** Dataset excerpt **
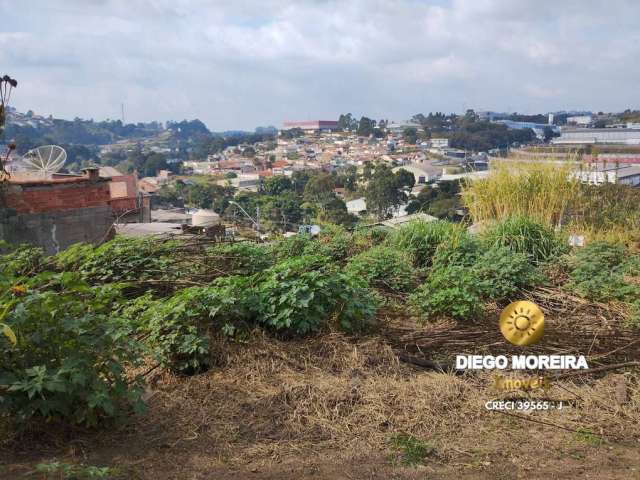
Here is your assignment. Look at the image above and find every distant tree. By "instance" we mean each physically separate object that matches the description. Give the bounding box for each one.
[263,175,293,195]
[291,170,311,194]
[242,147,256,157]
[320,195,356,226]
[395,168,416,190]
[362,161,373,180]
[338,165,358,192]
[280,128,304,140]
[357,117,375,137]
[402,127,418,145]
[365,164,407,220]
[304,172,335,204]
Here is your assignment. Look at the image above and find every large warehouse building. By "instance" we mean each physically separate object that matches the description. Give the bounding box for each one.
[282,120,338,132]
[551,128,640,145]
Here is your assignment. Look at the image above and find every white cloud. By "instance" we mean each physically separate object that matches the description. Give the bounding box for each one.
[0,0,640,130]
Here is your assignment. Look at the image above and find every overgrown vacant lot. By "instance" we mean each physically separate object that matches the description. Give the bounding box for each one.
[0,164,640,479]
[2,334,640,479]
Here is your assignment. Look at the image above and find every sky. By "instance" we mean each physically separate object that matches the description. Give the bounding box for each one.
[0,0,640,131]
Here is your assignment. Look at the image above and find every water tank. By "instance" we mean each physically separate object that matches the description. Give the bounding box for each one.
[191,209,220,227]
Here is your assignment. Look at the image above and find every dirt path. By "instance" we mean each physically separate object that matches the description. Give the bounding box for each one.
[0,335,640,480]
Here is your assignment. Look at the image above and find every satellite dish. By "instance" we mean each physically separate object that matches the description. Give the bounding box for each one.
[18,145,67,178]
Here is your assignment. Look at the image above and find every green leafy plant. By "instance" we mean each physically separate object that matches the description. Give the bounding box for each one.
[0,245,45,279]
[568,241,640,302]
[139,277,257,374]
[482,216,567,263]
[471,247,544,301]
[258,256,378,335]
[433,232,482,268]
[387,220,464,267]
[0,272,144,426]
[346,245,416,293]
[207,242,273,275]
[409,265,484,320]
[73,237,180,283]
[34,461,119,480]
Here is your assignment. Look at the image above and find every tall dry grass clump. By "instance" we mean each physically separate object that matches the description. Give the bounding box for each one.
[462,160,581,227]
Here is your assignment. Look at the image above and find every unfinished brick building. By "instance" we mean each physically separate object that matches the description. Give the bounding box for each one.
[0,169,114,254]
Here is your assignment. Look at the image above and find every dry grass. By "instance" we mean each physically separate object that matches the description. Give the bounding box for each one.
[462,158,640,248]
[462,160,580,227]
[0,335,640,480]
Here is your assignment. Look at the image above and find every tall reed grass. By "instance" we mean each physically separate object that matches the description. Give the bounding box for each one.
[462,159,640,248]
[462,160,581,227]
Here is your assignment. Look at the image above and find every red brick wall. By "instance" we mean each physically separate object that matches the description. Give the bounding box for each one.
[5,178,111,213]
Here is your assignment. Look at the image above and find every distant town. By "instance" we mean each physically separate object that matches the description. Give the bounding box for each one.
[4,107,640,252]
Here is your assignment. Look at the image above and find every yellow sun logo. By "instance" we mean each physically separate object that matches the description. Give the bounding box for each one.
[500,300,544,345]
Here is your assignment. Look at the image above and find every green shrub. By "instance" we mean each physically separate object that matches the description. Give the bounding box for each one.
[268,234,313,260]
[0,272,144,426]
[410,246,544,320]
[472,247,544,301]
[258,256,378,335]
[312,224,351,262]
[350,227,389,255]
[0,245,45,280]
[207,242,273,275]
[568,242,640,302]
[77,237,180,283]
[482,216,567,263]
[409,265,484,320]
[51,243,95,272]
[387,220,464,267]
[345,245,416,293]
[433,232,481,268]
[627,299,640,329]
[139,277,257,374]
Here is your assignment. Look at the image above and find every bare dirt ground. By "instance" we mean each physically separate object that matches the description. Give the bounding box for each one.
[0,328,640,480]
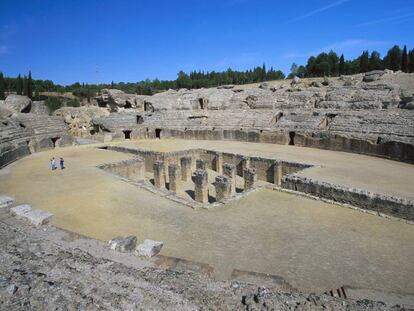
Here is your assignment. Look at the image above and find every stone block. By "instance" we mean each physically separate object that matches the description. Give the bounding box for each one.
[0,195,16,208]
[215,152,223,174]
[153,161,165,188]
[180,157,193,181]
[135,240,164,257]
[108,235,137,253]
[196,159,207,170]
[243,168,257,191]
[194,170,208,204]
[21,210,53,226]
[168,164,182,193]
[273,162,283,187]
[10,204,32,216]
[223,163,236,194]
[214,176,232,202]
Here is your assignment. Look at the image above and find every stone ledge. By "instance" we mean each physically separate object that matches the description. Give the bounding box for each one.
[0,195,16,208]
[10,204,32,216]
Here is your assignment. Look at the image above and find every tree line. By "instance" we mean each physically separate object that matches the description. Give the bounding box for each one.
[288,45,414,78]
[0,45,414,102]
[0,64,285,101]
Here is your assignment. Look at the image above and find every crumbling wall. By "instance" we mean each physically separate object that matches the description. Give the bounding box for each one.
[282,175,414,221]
* * *
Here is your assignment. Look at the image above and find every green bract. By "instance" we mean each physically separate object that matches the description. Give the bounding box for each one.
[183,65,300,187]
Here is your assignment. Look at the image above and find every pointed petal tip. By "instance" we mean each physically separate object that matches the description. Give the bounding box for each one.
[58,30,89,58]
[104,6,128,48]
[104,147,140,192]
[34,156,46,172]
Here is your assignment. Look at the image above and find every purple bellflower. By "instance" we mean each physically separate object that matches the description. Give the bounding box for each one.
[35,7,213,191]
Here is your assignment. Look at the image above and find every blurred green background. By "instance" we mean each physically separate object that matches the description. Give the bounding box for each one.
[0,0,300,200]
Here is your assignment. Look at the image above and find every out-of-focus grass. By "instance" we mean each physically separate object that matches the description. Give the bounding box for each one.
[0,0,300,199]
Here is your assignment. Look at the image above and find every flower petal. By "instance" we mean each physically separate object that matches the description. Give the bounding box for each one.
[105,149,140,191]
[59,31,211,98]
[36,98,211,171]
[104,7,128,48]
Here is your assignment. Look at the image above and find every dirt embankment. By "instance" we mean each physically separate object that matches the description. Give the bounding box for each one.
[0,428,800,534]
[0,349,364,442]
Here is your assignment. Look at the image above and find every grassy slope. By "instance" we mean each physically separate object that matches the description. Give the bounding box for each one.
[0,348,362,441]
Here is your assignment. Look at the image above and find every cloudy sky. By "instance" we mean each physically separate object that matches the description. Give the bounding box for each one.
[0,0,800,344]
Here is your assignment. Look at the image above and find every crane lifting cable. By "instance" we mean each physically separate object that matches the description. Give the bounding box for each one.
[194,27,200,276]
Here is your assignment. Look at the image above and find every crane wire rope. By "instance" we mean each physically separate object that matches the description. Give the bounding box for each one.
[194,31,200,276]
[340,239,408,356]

** The problem **
Reproduce the stretch from the line containing "every distant tree." through the line containing "[395,168,416,190]", swapping "distant tree" for "faraway tree" and leaving all else untouched.

** Written solution **
Here is your assignment. Look at the image above and find every faraway tree. By "instance" we mean each physically separate object that matches the description. Give the bounding box for each one.
[263,175,293,195]
[291,170,311,194]
[242,147,256,157]
[320,195,356,226]
[395,168,416,190]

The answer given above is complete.